** START RECORDS FOR THE TASK **
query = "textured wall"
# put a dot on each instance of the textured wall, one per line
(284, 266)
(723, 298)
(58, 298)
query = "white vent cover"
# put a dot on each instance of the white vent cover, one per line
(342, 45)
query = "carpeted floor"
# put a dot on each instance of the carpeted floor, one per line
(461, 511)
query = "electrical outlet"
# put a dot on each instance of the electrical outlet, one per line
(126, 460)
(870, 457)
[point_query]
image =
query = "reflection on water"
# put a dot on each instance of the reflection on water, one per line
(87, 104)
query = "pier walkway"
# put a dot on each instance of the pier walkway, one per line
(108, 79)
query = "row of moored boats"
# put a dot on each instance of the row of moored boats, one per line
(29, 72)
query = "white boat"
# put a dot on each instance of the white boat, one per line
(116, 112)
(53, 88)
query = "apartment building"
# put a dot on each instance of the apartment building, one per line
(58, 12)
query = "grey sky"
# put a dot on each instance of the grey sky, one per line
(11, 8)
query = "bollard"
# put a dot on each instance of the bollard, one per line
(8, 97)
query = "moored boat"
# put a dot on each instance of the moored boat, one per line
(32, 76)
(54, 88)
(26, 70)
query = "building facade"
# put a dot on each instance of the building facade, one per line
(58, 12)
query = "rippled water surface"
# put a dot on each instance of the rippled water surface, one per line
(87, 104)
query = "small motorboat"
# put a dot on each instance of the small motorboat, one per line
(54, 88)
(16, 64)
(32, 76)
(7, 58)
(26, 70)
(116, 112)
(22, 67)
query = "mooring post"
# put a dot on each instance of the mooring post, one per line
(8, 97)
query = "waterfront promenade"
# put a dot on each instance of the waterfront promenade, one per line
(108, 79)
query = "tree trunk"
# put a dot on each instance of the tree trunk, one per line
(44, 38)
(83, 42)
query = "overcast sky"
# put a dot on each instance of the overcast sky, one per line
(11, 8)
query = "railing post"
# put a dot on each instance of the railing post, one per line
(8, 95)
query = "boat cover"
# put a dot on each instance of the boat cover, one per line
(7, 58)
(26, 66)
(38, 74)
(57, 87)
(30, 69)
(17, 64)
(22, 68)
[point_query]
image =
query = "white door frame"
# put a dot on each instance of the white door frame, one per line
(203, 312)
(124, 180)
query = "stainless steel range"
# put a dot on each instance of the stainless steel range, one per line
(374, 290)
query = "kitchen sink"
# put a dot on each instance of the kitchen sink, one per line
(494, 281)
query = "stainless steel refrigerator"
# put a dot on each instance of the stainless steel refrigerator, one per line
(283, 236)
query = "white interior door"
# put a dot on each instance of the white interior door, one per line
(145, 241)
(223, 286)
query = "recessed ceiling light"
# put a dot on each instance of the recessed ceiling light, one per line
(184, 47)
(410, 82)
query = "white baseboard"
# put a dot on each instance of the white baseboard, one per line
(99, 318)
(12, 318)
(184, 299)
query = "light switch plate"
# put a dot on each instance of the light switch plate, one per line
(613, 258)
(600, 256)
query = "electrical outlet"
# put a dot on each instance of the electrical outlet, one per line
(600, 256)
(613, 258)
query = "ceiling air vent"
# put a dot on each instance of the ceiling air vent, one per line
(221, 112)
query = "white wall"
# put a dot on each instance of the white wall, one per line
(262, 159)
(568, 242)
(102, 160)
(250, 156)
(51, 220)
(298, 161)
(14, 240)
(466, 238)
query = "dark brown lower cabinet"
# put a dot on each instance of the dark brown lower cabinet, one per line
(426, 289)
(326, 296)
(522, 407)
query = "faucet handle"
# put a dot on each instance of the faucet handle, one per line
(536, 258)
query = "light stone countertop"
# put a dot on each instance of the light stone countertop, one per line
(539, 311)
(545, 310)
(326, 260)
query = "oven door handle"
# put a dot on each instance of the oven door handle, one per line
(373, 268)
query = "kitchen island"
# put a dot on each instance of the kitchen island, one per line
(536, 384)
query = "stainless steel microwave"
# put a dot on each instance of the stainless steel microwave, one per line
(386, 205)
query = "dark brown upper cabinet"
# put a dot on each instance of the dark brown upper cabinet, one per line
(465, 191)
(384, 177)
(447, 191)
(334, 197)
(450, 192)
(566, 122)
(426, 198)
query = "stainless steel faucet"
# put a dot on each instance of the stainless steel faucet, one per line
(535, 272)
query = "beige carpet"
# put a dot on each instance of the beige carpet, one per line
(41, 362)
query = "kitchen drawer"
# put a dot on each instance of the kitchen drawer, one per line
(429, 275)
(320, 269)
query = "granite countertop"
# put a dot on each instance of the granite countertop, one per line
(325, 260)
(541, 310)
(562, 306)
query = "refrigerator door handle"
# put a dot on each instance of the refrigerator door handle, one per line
** END RECORDS FOR THE TASK **
(WHAT IS REQUIRED): Using the data above, print every record exactly as shown.

(OUTPUT):
query = "textured wall"
# put a dot on each instance of the textured wall, one per line
(284, 266)
(723, 298)
(58, 298)
query = "white vent cover"
# put a dot on each instance of the white vent cover, one per line
(342, 45)
query = "carpeted floor"
# put a dot on each instance of the carpeted floor, one per line
(461, 511)
query = "electrical outlet"
# put a dot on each instance of the electrical outlet, one per line
(126, 460)
(870, 457)
[point_query]
image =
query = "reflection on water"
# put a dot on each instance of the reflection on water, one per line
(87, 104)
query = "pier walkway"
# put a dot on each instance of the pier walkway, one per line
(108, 79)
query = "row of moored boats"
# put a dot on each instance of the row of moored boats, one per line
(29, 72)
query = "white boat"
# put a dot on each instance of the white boat, one per line
(116, 112)
(53, 88)
query = "apartment building"
# put a dot on each instance of the apartment building, one per line
(58, 12)
query = "grey sky"
# put a dot on each instance of the grey sky, one per line
(11, 8)
query = "bollard"
# put a dot on each instance of the bollard, one per line
(8, 97)
query = "moored boat"
# put a dot on each instance of the moored boat, one per line
(32, 76)
(54, 88)
(26, 70)
query = "building facade"
# put a dot on each instance of the building facade, one per line
(58, 12)
query = "rippled water surface"
# put a dot on each instance of the rippled water surface, one per line
(87, 104)
query = "small motorboat"
# put a dot on each instance of the small motorboat, one per line
(54, 88)
(16, 64)
(32, 76)
(7, 58)
(26, 70)
(116, 112)
(22, 67)
query = "mooring post"
# put a dot on each instance of the mooring post, one per line
(8, 97)
query = "waterfront promenade"
# put a dot on each instance of the waterfront promenade, one per line
(108, 79)
query = "tree trunk"
# put a dot on each instance of the tree trunk, one per line
(44, 38)
(83, 42)
query = "overcast sky"
# put a dot on each instance of the overcast sky, one per line
(11, 8)
query = "railing post"
# put a dot on each instance of the railing post, one per line
(8, 95)
query = "boat cover"
# put a dot on each instance of the boat cover, one per line
(7, 58)
(26, 66)
(38, 74)
(57, 87)
(30, 69)
(17, 64)
(22, 68)
[point_query]
image =
query = "white door frame"
# put a dot on each instance of the white door frame, one per line
(203, 312)
(124, 180)
query = "stainless steel range"
# put a dot on each instance of the stainless steel range, one per line
(374, 290)
query = "kitchen sink"
# put a dot on each instance of the kitchen sink, one per line
(494, 281)
query = "stainless steel refrigerator"
# put a dot on each instance of the stainless steel refrigerator, one per line
(283, 236)
query = "white interior door"
# put a dot on each instance of the white interior door, one per line
(145, 241)
(223, 286)
query = "recessed ceiling light"
# put a dot on each instance of the recessed ceiling light, one per line
(184, 47)
(410, 82)
query = "white baseboard"
# put a dot on each instance of the white baseboard, one per line
(99, 318)
(12, 318)
(184, 299)
query = "light switch plate"
# put a dot on each instance of the light switch plate, one per line
(613, 258)
(600, 256)
query = "electrical outlet"
# put a dot on each instance of the electrical outlet, one per line
(600, 256)
(613, 258)
query = "ceiling air vent"
# put a dot on each instance of the ceiling air vent, one per line
(221, 112)
query = "white wall"
# put a dot on each instance of the white wall, one per line
(262, 159)
(568, 242)
(102, 160)
(250, 156)
(51, 220)
(298, 161)
(14, 240)
(466, 238)
query = "dark brown lower cabinet"
# put a dot on each instance of the dark brown lower cabinet, one per line
(426, 289)
(326, 296)
(522, 407)
query = "faucet handle"
# put a dot on each instance of the faucet handle, one per line
(536, 258)
query = "light stone countertop"
# put a dot on each instance of the light stone countertop, one per line
(539, 311)
(545, 310)
(326, 260)
query = "oven door handle"
# put a dot on each instance of the oven door handle, one per line
(373, 268)
query = "kitchen island"
# put a dot on each instance of the kitchen island, one per line
(536, 384)
query = "stainless steel microwave"
# put a dot on each instance of the stainless steel microwave, one per line
(386, 205)
query = "dark brown upper cabinet"
# put a dot on each instance of the dark brown upper cabinet, one per line
(465, 191)
(384, 177)
(447, 191)
(334, 197)
(450, 192)
(566, 122)
(426, 198)
query = "stainless steel faucet"
# put a dot on each instance of the stainless steel faucet, one per line
(535, 272)
query = "beige carpet"
# put a dot on each instance of the beige carpet, one per line
(41, 362)
query = "kitchen drawer"
# put a dot on each instance of the kitchen drawer, one per line
(429, 275)
(320, 269)
query = "granite countertop"
# put a dot on each instance of the granite countertop, one per line
(325, 260)
(541, 310)
(562, 306)
query = "refrigerator door handle"
# put a dot on each instance of the refrigerator door handle, one per line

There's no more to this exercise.